▸ **ACTIONS TO TAKE**:
• A. In the passage about Brown's search for work, transcribe the part that opens with the words containing "Hands were shaken, and" and closes with "for 33 years.".
• B. Answer these questions from the passage about Brown's search for work:
(i) Who was offered the job, and what club did he manage?
(ii) What trade did Brown work in?
(iii) In which tier does Brown place Hartlepool?

▸ **DOCUMENT SEGMENT**:
Hands were shaken, and a job that had been Brown's for the taking was offered to John Hughes, the manager of Livingston. Hughes took it. Brown (right) continues his search to get back into the game that has been a major part of his life for 33 years.

"I'm unattached and I'm looking for work," Brown says. "I have worked all my life so I don't want to be out of work. I want to be known as a hard-working bloke. I was brought up to graft. I served my time on the Tyne. I worked as an electrician, getting up at six o'clock and not coming home till midnight. That is what I am. I'm a working-class lad from South Shields.

"Hartlepool interested me because you are in the third tier. The club has progressed since I was there as a player and you're in a region that is still, as far as I'm concerned, a football hotbed.

"People are saying I was too expensive. That's a load of rubbish. I was prepared to work under the constraints of the football club. I wanted to bring my backroom staff in. At the 11th hour there were one or two demands from themselves. I didn't agree with them. They were deal-breakers as opposed to deal-makers. They wouldn't back off and I was going to make a stand.

(Image annotation data)

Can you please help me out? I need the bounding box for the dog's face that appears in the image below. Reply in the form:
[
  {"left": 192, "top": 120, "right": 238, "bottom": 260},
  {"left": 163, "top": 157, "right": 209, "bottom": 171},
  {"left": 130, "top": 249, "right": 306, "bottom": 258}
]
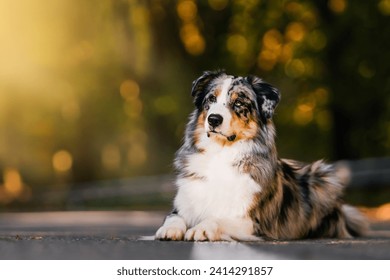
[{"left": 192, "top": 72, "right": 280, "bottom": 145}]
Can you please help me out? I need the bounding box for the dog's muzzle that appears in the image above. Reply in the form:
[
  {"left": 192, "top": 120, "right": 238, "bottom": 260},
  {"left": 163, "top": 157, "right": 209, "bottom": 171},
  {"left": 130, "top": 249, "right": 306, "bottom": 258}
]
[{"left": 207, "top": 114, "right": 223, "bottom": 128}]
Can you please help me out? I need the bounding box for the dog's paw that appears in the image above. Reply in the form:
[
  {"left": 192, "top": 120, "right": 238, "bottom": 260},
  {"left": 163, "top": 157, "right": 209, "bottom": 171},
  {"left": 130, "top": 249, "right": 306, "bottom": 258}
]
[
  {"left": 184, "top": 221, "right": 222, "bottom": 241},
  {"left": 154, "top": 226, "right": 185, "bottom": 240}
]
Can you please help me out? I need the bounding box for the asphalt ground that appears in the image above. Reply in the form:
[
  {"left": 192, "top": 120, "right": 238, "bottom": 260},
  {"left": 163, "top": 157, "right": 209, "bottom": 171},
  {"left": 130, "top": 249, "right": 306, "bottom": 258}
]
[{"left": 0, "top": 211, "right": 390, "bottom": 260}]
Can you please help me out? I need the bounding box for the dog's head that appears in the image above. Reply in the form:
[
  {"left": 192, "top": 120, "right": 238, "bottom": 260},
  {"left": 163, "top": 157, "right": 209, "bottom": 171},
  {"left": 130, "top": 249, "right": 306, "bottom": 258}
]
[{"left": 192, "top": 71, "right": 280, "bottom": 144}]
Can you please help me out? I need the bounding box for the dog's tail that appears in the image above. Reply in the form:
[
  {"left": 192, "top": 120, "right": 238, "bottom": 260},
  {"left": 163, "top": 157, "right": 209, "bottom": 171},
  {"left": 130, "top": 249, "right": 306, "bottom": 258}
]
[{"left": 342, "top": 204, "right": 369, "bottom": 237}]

▸ **FINAL RESULTS**:
• A.
Hands were shaken, and a job that had been Brown's for the taking was offered to John Hughes, the manager of Livingston. Hughes took it. Brown (right) continues his search to get back into the game that has been a major part of his life for 33 years.

• B.
(i) John Hughes, the manager of Livingston
(ii) He worked as an electrician.
(iii) The third tier